[ASSIGNMENT] Repeat every record below, word for word.
*** Opening of PROVIDED MATERIAL ***
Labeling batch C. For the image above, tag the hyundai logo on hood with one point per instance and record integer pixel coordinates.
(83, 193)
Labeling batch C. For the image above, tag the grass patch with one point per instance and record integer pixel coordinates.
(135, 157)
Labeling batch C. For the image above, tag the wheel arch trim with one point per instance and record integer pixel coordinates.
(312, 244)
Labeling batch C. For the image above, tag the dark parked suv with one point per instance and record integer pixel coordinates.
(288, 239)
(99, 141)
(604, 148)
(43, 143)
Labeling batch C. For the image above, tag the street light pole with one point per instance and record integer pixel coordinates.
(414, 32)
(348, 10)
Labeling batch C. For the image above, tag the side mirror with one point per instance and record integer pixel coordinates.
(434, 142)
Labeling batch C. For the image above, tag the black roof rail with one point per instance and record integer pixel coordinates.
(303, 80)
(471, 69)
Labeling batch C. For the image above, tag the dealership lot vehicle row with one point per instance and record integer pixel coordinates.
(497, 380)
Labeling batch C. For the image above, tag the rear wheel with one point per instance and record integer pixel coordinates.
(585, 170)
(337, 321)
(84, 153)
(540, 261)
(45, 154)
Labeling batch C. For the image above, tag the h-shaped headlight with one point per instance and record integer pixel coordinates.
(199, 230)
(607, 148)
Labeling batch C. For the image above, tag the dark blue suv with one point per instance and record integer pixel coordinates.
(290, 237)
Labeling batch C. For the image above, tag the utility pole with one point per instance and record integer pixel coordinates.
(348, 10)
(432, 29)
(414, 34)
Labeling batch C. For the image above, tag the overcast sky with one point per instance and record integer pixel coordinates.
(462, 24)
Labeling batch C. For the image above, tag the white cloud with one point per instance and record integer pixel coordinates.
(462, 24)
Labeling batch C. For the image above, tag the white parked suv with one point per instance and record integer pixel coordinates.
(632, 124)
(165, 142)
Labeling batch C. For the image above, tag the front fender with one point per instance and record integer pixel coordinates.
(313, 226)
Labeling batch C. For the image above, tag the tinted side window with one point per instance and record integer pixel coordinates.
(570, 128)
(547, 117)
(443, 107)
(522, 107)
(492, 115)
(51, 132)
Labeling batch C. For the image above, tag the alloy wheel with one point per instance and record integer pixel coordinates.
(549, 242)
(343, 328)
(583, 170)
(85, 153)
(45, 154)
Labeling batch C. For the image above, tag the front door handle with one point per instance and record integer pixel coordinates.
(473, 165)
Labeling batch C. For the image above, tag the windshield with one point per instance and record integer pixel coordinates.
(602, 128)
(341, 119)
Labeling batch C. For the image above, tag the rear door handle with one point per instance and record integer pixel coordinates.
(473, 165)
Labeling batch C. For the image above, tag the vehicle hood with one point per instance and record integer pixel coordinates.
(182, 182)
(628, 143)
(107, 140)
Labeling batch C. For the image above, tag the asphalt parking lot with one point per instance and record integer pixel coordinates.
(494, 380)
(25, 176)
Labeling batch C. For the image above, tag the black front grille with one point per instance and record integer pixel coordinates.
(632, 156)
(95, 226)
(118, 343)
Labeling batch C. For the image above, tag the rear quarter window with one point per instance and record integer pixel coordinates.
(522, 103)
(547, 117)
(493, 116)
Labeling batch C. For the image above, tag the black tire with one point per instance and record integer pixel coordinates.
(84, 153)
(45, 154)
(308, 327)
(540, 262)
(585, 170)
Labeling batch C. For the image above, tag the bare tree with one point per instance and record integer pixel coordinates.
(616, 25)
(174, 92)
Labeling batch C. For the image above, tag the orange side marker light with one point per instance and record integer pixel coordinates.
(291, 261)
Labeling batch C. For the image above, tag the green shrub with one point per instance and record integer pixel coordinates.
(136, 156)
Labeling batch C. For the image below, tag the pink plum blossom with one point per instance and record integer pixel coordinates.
*** Close of PROVIDED MATERIAL ***
[EXERCISE RESPONSE]
Labeling batch C. For the image above, tag the hyundai logo on hood with one point per instance and record integer pixel coordinates.
(83, 193)
Labeling batch C. For the image above, tag the grass patch with one point per instance and record integer pixel coordinates.
(135, 157)
Labeling batch C. For the image above, tag the wheel arch trim with one point per instance and record integer pixel coordinates.
(312, 244)
Labeling batch C. For the image above, tag the dark parked suv with one point per instance and record integer pixel coordinates.
(288, 239)
(99, 141)
(604, 148)
(43, 143)
Labeling batch C. For the image above, tag the street light pole with one point per instance and record integer pixel coordinates.
(414, 32)
(348, 10)
Labeling batch C. For the image above, tag the side mirror with one point per instance and record integer pixel coordinates.
(434, 142)
Labeling batch C. For the image above, tag the black roof rail with one point per instance and record integer pixel coordinates.
(303, 80)
(471, 69)
Labeling batch C. For the image above, tag the dealership lot vehicle row with one point per instance and record integer pixel coordinates.
(497, 380)
Labeling batch C. For the image above, tag the rear wheel with one point per instance and record integer pixel coordinates.
(585, 170)
(337, 321)
(84, 153)
(540, 261)
(45, 154)
Labeling batch C. For the image above, tag the h-shaped headlight with one point per instance and record integer pixel coordinates.
(199, 230)
(607, 148)
Labeling batch C. For the image above, tag the dark blue suv with one point per instance and record integer pixel coordinates.
(290, 237)
Labeling batch C. For the image above, tag the utility pole with one point per instance and record integer pixel coordinates.
(348, 10)
(432, 29)
(414, 34)
Labeling batch C. For the image above, tag the overcast sky with one point per instance and record integer pixel coordinates.
(462, 24)
Labeling batch C. For the image above, tag the white cloud with one point per instance and record integer pixel coordinates.
(462, 24)
Labeling batch C. For the image above, tag the white parked suv with one point per instance and record integer pixel coordinates.
(632, 124)
(165, 142)
Labeling batch C. For the image above, tag the front fender with one point per instance and record integer pixel coordinates.
(313, 226)
Labeling batch C. For the image above, tag the tinted side window with one point per instance and record integer pixel coordinates.
(570, 128)
(547, 117)
(443, 107)
(522, 107)
(492, 115)
(51, 132)
Labeling batch C. For the image above, tag the alloy wheel with one point per instance and record integer pixel coordinates.
(549, 242)
(343, 328)
(583, 170)
(85, 153)
(45, 154)
Labeling batch C. For the image above, tag the front door handle with one point per instance and record integer pixel coordinates.
(473, 165)
Labeling batch C. For the image above, tag the windshield with one point per instance and record integer pixel coordinates.
(602, 128)
(341, 119)
Labeling batch C. For the image above, tag the rear door handle with one point per instance and record integer pixel coordinates.
(473, 165)
Labeling batch C. For the image above, tag the vehicle hood with one point per instance and record integer pixel coordinates.
(182, 182)
(628, 143)
(107, 140)
Labeling batch C. For the image above, tag the asphalt parking lot with one point per instance and record integer pixel coordinates.
(494, 380)
(25, 176)
Labeling batch C. For the image above, tag the black front grille with one point per instance and record integer pixel coordinates.
(632, 156)
(95, 226)
(118, 343)
Labeling batch C. For the image above, tag the rear quarter window with one point per instance and record integer pixel coordinates.
(522, 103)
(547, 117)
(493, 116)
Labeling batch C. For the image above, tag the black tire with one point per instance and record integer pixel coordinates.
(84, 153)
(45, 154)
(308, 327)
(540, 262)
(585, 170)
Labeling batch C. For the image above, tag the bare tree with one point per instance and record integer pixel coordinates.
(616, 25)
(174, 92)
Labeling batch C. For the image above, tag the orange side marker light with one point per instance and record integer pixel coordinates.
(291, 261)
Labeling batch C. For the image above, tag the green shrub with one point per instance and record integer pixel coordinates.
(136, 156)
Labeling batch C. For the image below, tag the pink plum blossom with one point per instance and record integer pixel coordinates.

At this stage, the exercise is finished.